Last minute travel can be fun and exciting, like a sudden elopement or a spontaneous vacation. It can also be a response to something urgent, such as a family or medical emergency. When faced with throwing together a plan for last minute travel, it is important to remain calm and not let the situation lead to poor decisions.
Believe it or not, last minute travel does not have to be more expensive than trips planned in advance. Many travel agency websites specialize in deals crafted for last minute vacations or trips. While these may present more limited options, due to availability at the destination, they can sometimes provide a fantastic bargain. Travel websites can also be helpful in that they provide a variety of accommodations, fight, and ground transportation options that can quickly show what is available in the area. Checking out a travel website can be considerably faster than individually calling hotels, airlines, and car rental companies.
Despite the breathless hurry that accompanies last minute travel plans, travelers should take into account the dates of travel. If bills like rent, utilities, or Internet service are due while a family is gone, they may return to some unpleasant surprises. If possible, travelers might try to schedule payments online, mail in bill payments in advance, or write the checks and ask a trustworthy friend or neighbor to drop them off on the due date. Planning for these responsibilities ahead of time can prevent late payment penalties.

ASSIGNMENT 1: List every example the passage on last minute travel gives of an occasion for such a trip.
ASSIGNMENT 2: Continue the passage on last minute travel from its last sentence.

PROVIDED RECORDS:
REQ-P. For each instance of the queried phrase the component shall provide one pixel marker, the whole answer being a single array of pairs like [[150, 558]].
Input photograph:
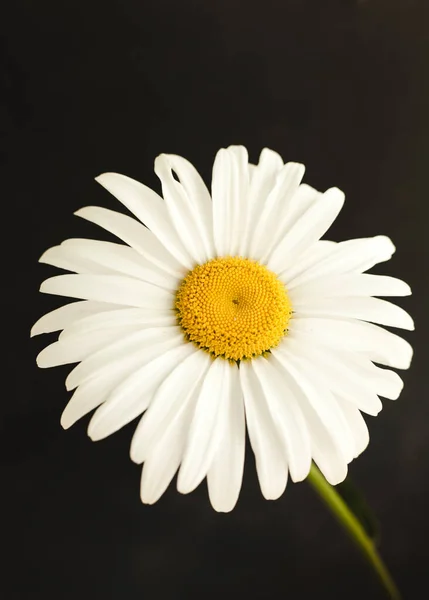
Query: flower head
[[224, 311]]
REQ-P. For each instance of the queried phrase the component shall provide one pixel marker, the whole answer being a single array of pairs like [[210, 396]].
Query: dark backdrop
[[96, 86]]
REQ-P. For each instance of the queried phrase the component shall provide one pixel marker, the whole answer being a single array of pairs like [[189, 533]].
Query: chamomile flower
[[221, 312]]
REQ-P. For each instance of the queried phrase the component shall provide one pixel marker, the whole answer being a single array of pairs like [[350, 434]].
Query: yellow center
[[233, 307]]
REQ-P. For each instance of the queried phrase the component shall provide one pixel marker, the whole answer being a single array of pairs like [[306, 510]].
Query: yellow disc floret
[[233, 307]]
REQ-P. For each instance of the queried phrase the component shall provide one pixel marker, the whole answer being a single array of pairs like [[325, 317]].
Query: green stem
[[348, 520]]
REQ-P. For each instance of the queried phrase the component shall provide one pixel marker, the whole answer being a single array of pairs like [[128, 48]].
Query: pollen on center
[[233, 307]]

EXPECTED ANSWER 1:
- A sudden elopement
- A spontaneous vacation
- A family emergency
- A medical emergency

EXPECTED ANSWER 2:
Unless the trip is to Antarctica, travelers shouldn't worry or go crazy with packing toiletries such as shampoo, conditioner, and soap. If the trip includes a hotel stay, these items are usually provided. If not, most places will have a drugstore or supermarket where necessities can be picked up. Avoiding bulky toiletries can help get through airport security lines faster, and cutting down on luggage can even help save money on checked-bag fees.
Some travel experts recommend letting someone else know about last minute travel. If a person is injured or in an accident while on a vacation, friends and family may quickly grow panicked when he or she doesn't answer the door, the phone, or show up to work. To prevent a panic and subsequent guilt trip, travelers should provide at least one friend with contact information in case of an emergency.
Few things can ruin a trip faster than realizing that a passport, credit card, or driver's license is sitting on the bathroom sink at home when it is needed to board a plane. Once packed into the car or waiting for transportation, do a final check of the essential items that will be necessary for the trip. Identification cards, prescription medications, cash, credit cards, and reservation information are all best kept close at hand in a purse or wallet.